* **Goal A**
In the records, replace "innermost" with "central" from the line with "43, row 789." up to and including the line with "column 376, row 459", and give those lines again with nothing else changed.

----- Document excerpt

Directed by local theatre and film veteran Dane Rhodes, the production runs through March 11. See bayouplayhouse.com for details.



Rivertown – where musical theatre thrives


A touring production of “Phantom of the Opera” comes to the Saenger this spring.


“We are thrilled to be in our seventh season with the incredible support and response from our loyal and ever-growing patrons,” says co-artistic director Kelly Fouchi at Rivertown Theatres for the Performing Arts.

Sold-out houses have been common at the Kenner theatres this season, and Fouchi says she and co-artistic director Gary Rucker intend to keep it that way. “Our goal is to continue to present productions that are full of high entertainment value featuring some of the area’s most talented performers,” she says.

Local audiences are sure to be charmed by a favorite that’s now on stage. “Steel Magnolias (through March 18) is considered by some to be a rite of passage for lovers of musical theatre, and if you have already seen it, repeating the experience is almost mandatory. Six women come together in a small north Louisiana town, and at their center is Shelby, a newly married and pregnant young woman who is about to be confronted by a terrible decision. Ricky Graham directs a production filled with loads of hometown flavor.

Up next is “Mary Poppins Jr.” (April 6-15), a heartwarming and delightful story set in 1910 England. One of the most popular movies and musicals of all time, the work is a “practically perfect” Broadway Junior musical that kids and their parents will love.

The main stage series wraps up with one of the funniest and whackiest musicals of all time, “Little Shop of Horrors” (May 4-20). You can feed the need for musical hilarity with this sci-fi smash about a man-eating plant. It’s a deviously delicious Broadway and Hollywood musical that has devoured the hearts of theatre goers for decades.

Rivertown’s directors recently announced their next season of shows, beginning in fall 2018. The lineup includes Meredith Willson’s “The Music Man’ in September, followed by a nutty and hilarious crowd-pleaser to celebrate New Orleans’ tricentennial, “Gone Pecans!”

----------

* **Goal B**
Copy the theatre article word for word from "Directed by local" up to and including "the Performing Arts.".

----- Dataset records

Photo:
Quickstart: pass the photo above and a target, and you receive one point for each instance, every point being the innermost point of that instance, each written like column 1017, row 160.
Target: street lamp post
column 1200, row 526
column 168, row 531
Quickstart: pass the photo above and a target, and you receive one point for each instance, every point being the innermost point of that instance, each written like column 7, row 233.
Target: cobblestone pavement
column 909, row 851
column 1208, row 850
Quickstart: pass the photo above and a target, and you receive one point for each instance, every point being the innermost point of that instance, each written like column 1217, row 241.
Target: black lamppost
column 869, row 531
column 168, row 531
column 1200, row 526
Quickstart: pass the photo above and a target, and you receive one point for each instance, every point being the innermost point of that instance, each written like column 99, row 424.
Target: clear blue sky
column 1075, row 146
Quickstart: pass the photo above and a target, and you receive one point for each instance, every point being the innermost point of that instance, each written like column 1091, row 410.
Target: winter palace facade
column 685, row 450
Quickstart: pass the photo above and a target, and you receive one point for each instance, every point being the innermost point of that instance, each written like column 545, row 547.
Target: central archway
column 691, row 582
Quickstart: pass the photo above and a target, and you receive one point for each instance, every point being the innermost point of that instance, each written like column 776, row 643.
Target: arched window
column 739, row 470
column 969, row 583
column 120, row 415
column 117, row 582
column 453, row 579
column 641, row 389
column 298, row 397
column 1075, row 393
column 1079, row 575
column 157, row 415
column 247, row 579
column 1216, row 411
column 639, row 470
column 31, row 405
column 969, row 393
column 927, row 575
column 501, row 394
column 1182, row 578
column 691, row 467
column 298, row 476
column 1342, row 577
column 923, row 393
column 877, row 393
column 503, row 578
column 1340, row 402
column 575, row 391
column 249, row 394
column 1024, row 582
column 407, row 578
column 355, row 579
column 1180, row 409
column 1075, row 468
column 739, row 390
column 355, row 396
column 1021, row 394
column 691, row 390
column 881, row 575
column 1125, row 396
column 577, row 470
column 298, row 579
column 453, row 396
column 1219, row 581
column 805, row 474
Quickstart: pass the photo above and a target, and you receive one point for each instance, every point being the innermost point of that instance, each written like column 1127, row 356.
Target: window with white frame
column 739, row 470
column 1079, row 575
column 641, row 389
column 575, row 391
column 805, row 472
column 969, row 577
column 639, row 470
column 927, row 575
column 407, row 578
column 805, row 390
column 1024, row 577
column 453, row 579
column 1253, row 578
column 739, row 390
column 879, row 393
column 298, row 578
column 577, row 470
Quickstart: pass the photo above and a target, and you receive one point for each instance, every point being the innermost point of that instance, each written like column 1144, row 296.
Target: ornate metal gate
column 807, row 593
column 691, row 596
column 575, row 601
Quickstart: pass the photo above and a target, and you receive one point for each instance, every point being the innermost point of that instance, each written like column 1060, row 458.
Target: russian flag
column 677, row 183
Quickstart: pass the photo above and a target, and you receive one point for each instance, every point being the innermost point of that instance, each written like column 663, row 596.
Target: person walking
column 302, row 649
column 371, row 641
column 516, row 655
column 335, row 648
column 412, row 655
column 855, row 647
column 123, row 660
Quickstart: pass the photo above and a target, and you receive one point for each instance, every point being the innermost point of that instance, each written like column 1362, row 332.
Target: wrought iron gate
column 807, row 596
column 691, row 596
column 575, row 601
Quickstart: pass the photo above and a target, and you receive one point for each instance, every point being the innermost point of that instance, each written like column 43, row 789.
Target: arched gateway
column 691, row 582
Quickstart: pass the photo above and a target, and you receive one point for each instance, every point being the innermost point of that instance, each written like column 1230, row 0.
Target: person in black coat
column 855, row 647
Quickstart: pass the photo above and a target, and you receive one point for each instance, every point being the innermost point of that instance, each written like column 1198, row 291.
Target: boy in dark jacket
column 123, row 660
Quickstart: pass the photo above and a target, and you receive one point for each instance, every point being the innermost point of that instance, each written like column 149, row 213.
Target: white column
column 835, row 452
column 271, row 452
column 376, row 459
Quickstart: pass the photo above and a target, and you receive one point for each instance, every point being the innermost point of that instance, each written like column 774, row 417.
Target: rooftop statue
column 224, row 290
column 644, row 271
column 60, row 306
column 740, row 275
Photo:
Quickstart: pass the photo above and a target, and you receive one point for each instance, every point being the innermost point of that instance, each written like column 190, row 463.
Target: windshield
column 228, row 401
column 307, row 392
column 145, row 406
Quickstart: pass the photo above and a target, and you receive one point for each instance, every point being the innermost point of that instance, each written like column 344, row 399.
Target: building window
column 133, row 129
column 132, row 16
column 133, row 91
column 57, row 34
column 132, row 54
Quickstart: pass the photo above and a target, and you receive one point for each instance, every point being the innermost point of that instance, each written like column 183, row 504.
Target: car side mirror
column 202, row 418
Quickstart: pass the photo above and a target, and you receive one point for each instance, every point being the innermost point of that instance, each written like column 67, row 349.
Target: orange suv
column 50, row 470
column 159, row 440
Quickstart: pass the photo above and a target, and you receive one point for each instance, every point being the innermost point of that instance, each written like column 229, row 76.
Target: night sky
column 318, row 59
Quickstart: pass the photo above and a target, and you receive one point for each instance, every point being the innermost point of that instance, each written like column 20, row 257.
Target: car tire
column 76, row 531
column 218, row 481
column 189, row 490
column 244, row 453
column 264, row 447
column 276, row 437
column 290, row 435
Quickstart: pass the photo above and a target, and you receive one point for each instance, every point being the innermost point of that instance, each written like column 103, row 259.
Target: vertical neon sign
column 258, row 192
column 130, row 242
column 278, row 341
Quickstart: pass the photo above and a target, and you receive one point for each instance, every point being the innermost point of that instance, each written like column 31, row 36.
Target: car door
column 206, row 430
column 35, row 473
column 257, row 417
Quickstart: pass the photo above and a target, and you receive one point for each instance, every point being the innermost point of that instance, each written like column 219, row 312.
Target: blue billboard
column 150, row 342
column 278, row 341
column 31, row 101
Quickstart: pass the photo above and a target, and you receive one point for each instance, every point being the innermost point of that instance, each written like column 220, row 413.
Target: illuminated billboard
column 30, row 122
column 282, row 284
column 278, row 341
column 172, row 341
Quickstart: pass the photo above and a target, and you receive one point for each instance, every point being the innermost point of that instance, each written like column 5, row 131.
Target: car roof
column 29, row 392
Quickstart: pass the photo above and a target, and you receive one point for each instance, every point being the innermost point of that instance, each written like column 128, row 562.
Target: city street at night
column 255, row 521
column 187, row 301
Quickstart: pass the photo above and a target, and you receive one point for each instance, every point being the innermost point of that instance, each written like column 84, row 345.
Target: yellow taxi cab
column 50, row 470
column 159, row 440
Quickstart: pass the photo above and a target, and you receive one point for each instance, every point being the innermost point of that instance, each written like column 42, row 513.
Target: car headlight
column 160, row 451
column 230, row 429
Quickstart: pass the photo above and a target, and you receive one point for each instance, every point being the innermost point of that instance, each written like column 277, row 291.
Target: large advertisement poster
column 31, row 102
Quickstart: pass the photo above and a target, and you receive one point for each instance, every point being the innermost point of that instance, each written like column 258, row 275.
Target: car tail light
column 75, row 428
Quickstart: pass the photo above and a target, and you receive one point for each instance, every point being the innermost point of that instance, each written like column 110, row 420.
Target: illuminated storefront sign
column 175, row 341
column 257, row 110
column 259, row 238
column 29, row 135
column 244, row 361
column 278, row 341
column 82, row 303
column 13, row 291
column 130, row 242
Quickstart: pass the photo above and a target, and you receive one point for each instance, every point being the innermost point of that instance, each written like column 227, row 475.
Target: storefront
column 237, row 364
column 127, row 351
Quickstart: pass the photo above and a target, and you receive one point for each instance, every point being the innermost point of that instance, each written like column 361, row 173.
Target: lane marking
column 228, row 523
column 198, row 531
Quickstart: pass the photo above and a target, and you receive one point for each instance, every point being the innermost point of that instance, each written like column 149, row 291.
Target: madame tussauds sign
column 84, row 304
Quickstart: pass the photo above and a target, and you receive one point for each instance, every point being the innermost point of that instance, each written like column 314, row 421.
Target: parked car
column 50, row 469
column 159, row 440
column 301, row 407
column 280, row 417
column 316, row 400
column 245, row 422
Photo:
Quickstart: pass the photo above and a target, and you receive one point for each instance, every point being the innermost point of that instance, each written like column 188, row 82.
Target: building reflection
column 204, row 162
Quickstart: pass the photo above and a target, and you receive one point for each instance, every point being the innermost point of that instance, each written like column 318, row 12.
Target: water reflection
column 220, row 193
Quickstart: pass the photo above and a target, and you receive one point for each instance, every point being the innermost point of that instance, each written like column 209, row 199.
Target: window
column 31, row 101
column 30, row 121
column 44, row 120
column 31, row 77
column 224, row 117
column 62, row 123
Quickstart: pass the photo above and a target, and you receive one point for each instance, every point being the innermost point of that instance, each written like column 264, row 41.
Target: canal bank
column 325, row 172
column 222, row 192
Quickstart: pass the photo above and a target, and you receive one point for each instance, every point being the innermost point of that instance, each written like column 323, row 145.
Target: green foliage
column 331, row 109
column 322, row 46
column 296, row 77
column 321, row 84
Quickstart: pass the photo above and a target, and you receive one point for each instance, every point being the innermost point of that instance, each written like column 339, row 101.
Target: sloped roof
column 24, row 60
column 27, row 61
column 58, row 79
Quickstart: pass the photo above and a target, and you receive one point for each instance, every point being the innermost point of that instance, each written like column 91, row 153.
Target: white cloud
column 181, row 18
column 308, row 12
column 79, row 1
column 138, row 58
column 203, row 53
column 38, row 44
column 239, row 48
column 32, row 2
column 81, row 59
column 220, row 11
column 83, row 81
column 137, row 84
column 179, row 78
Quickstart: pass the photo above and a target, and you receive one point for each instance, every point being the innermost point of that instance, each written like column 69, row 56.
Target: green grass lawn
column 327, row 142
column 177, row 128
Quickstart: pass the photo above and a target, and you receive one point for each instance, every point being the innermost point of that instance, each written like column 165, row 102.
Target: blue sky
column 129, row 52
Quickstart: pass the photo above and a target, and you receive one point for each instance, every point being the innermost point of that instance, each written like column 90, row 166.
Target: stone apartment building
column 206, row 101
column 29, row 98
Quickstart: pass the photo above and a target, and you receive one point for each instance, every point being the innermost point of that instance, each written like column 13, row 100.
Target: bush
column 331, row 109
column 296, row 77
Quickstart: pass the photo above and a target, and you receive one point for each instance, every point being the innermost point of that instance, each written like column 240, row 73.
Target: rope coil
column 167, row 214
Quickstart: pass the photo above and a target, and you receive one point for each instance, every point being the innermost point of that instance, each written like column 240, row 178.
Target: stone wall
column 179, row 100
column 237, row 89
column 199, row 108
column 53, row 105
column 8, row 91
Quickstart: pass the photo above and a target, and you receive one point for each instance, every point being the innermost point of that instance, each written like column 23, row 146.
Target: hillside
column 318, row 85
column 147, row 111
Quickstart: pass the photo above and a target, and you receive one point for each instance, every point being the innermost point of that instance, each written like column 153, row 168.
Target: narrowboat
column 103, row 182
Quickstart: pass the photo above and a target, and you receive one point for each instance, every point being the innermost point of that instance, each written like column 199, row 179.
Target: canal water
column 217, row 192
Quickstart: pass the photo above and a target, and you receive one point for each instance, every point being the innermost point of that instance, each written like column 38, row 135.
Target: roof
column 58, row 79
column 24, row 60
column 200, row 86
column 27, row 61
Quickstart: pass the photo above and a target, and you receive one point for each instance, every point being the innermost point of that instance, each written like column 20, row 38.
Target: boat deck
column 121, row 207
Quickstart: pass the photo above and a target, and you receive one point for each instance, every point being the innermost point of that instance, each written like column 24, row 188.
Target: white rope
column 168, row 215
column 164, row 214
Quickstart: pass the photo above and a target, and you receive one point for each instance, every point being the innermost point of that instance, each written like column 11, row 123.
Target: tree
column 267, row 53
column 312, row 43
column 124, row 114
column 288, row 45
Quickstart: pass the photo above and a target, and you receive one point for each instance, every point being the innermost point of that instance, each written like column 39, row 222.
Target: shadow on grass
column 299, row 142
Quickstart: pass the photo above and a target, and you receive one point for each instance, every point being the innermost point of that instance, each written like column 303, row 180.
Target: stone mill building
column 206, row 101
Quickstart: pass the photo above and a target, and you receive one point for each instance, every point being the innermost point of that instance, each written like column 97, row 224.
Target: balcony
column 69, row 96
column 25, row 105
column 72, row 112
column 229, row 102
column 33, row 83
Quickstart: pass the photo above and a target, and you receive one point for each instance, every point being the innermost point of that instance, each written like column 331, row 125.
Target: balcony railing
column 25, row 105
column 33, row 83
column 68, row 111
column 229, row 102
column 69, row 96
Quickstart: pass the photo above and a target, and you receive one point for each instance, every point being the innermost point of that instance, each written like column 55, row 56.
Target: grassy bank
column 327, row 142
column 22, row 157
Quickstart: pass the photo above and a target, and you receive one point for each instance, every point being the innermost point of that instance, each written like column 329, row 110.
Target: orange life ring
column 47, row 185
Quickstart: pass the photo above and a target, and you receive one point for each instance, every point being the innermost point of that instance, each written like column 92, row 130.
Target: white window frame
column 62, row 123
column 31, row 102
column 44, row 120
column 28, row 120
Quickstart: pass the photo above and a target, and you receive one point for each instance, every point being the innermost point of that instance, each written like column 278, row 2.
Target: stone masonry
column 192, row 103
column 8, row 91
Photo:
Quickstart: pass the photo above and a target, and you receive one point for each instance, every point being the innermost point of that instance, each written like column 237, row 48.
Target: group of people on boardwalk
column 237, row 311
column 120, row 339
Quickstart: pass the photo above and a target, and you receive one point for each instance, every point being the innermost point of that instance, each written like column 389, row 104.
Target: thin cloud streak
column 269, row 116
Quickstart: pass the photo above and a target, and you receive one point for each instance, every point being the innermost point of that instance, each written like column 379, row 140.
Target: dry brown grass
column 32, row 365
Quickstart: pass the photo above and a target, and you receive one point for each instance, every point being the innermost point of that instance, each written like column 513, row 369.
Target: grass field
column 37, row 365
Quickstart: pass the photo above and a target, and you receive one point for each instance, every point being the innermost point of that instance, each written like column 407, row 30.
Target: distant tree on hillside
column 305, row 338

----------

* **Task solution A**
Quickstart: pass the photo above and a target, and you receive one point for each instance, every point being the central point of that instance, each written like column 43, row 789.
Target: arched gateway
column 691, row 582
Quickstart: pass the photo above and a target, and you receive one point for each instance, every point being the central point of that instance, each written like column 1230, row 0.
Target: person in black coat
column 855, row 647
Quickstart: pass the photo above and a target, and you receive one point for each instance, every point being the central point of that instance, each written like column 1198, row 291.
Target: boy in dark jacket
column 123, row 660
Quickstart: pass the photo above and a target, and you receive one point for each instance, every point being the central point of that instance, each written like column 149, row 213.
Target: white column
column 835, row 452
column 271, row 452
column 376, row 459

* **Task solution B**
Directed by local theatre and film veteran Dane Rhodes, the production runs through March 11. See bayouplayhouse.com for details.



Rivertown – where musical theatre thrives


A touring production of “Phantom of the Opera” comes to the Saenger this spring.


“We are thrilled to be in our seventh season with the incredible support and response from our loyal and ever-growing patrons,” says co-artistic director Kelly Fouchi at Rivertown Theatres for the Performing Arts.